- **Written request**
Copy out the lines of the records below word for word, from the line containing "For every instance of the stainless" to the line containing "x=176 y=228", with both of those lines included. Leave out every other line.

# Start of Extracted material

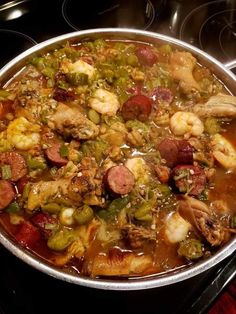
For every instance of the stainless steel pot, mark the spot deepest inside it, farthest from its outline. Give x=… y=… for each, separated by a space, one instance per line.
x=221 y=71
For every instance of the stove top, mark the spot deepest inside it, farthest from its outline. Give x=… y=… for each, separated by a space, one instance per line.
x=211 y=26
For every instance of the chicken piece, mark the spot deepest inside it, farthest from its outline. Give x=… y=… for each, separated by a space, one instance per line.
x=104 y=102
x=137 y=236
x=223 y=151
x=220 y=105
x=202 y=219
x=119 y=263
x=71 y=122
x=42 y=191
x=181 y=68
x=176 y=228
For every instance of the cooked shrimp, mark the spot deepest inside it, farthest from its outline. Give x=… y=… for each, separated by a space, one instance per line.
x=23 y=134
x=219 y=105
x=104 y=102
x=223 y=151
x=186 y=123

# End of Extracted material
# Start of Extracted material

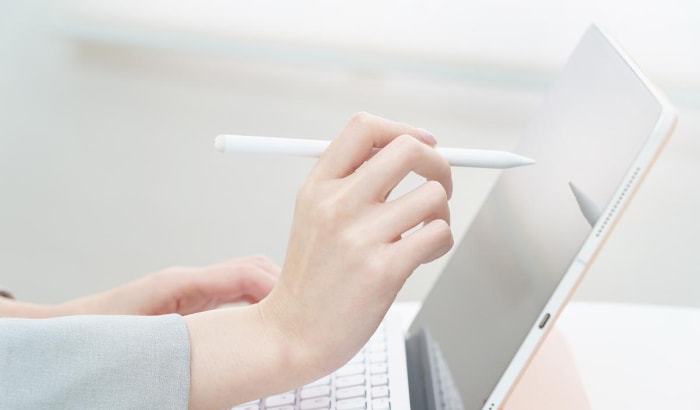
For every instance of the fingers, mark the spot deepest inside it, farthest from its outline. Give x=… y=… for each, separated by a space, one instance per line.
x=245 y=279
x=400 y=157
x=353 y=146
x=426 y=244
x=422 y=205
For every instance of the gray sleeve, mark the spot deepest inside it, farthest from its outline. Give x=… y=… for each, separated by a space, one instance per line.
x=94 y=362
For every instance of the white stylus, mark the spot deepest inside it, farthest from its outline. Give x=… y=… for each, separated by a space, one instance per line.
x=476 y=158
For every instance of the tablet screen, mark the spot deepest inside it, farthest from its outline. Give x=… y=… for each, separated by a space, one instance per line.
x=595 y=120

# End of Extracted material
# Start of Extracted material

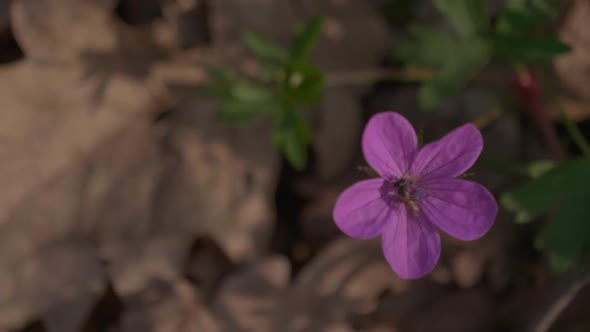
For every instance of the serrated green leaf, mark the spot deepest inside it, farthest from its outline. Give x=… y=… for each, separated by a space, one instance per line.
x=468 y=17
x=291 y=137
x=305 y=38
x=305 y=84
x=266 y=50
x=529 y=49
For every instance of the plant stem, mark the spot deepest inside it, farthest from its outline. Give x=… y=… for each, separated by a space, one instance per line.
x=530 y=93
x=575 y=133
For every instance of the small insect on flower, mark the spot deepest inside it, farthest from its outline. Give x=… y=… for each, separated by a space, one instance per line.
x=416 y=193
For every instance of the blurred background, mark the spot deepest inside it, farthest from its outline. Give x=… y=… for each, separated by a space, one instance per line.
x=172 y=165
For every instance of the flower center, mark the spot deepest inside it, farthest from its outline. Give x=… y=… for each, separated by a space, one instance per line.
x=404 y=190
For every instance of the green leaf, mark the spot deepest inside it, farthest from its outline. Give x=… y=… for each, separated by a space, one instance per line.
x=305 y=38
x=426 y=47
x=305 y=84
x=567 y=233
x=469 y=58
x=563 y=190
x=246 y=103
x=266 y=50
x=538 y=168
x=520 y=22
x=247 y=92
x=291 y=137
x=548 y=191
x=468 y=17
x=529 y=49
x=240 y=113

# End of Extracted material

- **Exercise result**
For every instance of the stainless steel pot, mark the spot deepest inside it, farthest from its outline. Give x=… y=… for each, separated by a space, one instance per line.
x=221 y=71
For every instance of the stove top, mark the spot deepest inside it, farthest from its outline. Give x=… y=… for each, separated by a space, one instance per line.
x=211 y=26
For every instance of the chicken piece, mark the spot deepest inside it, farthest from its outline. Give x=… y=… for each, separated by a space, one instance per line.
x=104 y=102
x=137 y=236
x=223 y=151
x=220 y=105
x=202 y=219
x=119 y=263
x=71 y=122
x=42 y=191
x=181 y=68
x=176 y=228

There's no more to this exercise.